■ About this task: Repeat the entries below exactly. Begin with the first line and end with the line that contains "Form: x=101 y=240".

Collected data
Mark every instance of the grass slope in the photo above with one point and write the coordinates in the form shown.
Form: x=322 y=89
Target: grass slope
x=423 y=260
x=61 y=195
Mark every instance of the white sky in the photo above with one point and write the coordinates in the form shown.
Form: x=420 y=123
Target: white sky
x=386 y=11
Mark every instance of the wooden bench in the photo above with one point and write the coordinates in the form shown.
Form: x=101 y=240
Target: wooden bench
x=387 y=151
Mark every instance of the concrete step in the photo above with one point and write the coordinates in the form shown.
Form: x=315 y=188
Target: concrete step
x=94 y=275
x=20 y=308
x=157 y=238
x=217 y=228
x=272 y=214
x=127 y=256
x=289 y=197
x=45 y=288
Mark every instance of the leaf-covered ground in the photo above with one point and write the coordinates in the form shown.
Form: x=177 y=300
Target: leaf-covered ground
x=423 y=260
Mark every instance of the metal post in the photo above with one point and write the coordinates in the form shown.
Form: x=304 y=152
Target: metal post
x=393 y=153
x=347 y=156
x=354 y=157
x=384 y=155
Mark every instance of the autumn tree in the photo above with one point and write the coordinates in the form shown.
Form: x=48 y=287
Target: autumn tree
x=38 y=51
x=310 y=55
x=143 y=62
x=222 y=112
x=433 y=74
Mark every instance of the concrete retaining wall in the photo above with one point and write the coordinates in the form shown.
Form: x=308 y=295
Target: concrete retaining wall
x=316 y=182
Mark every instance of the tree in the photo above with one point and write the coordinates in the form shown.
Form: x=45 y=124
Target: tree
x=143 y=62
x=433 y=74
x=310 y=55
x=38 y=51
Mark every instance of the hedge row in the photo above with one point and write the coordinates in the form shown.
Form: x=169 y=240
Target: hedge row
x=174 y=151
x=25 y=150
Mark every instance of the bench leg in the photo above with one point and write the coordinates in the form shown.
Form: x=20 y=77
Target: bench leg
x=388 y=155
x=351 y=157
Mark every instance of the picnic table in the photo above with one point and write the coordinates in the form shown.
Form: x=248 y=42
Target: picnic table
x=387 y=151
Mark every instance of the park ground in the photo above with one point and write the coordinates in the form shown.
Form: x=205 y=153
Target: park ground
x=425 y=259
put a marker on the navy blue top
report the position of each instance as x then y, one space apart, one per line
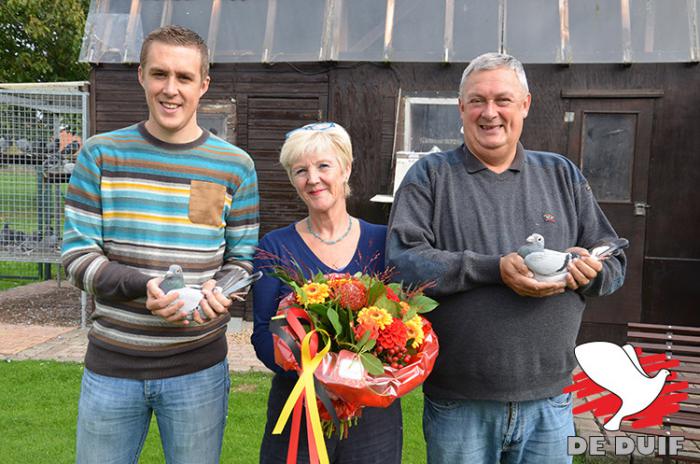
286 244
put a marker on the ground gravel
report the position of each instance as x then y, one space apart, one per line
42 303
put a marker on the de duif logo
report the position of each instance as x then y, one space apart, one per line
627 385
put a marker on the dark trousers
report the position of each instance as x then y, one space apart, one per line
377 437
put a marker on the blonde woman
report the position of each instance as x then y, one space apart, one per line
318 159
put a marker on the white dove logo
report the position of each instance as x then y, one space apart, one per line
617 369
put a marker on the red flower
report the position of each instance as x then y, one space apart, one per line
393 336
352 295
362 328
391 295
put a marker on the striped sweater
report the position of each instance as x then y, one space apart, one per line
135 205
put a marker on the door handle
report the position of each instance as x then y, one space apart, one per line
640 208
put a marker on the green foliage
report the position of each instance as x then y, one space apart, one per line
40 40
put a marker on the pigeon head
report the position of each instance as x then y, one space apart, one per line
173 279
535 242
536 239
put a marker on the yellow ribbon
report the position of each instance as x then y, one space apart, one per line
306 383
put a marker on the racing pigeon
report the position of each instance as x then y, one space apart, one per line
174 280
551 266
617 369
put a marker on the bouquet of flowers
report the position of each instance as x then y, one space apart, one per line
355 341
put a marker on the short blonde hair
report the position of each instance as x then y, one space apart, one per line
314 138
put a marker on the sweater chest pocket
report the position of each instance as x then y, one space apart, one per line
206 203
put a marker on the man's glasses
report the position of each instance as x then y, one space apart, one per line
315 126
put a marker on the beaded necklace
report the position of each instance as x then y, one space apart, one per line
329 242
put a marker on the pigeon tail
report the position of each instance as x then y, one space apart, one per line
609 247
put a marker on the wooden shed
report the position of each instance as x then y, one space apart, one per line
615 86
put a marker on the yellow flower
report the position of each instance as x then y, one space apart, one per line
414 328
378 316
315 293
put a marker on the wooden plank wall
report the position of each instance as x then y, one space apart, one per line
274 99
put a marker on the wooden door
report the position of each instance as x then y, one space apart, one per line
269 118
610 141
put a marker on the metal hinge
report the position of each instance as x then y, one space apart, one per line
640 208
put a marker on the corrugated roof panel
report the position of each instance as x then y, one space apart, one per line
536 31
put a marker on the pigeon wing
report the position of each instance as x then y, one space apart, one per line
606 248
547 262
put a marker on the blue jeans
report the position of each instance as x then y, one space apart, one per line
491 432
114 415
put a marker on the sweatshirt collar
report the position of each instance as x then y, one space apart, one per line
475 165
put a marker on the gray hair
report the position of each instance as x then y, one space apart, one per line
489 61
307 140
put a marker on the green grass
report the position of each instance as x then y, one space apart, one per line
15 274
40 405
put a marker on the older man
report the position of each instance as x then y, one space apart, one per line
506 339
141 198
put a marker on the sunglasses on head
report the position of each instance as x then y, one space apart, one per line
315 126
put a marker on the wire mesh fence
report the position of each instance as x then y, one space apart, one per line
42 128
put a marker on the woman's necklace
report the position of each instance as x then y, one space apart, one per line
328 242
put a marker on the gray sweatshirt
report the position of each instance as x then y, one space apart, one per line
451 222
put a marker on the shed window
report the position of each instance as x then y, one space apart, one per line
607 154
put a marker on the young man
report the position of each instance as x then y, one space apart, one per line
506 340
141 198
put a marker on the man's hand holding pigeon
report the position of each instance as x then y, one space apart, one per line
520 279
169 307
583 269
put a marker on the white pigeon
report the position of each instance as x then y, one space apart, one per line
618 370
174 281
551 266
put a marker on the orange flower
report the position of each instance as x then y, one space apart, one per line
415 331
314 292
370 327
373 314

■ Response to the exercise:
Mark every instance of the grass slope in the photo above with one point and write the coordinates in the form shown.
Form: x=322 y=89
Target: grass slope
x=423 y=260
x=61 y=195
Mark every instance of the white sky in the photo above with one point and write the coordinates in the form shown.
Form: x=420 y=123
Target: white sky
x=386 y=11
Mark every instance of the wooden bench in the photo above with one point and write the coordinates in the form shown.
Form: x=101 y=240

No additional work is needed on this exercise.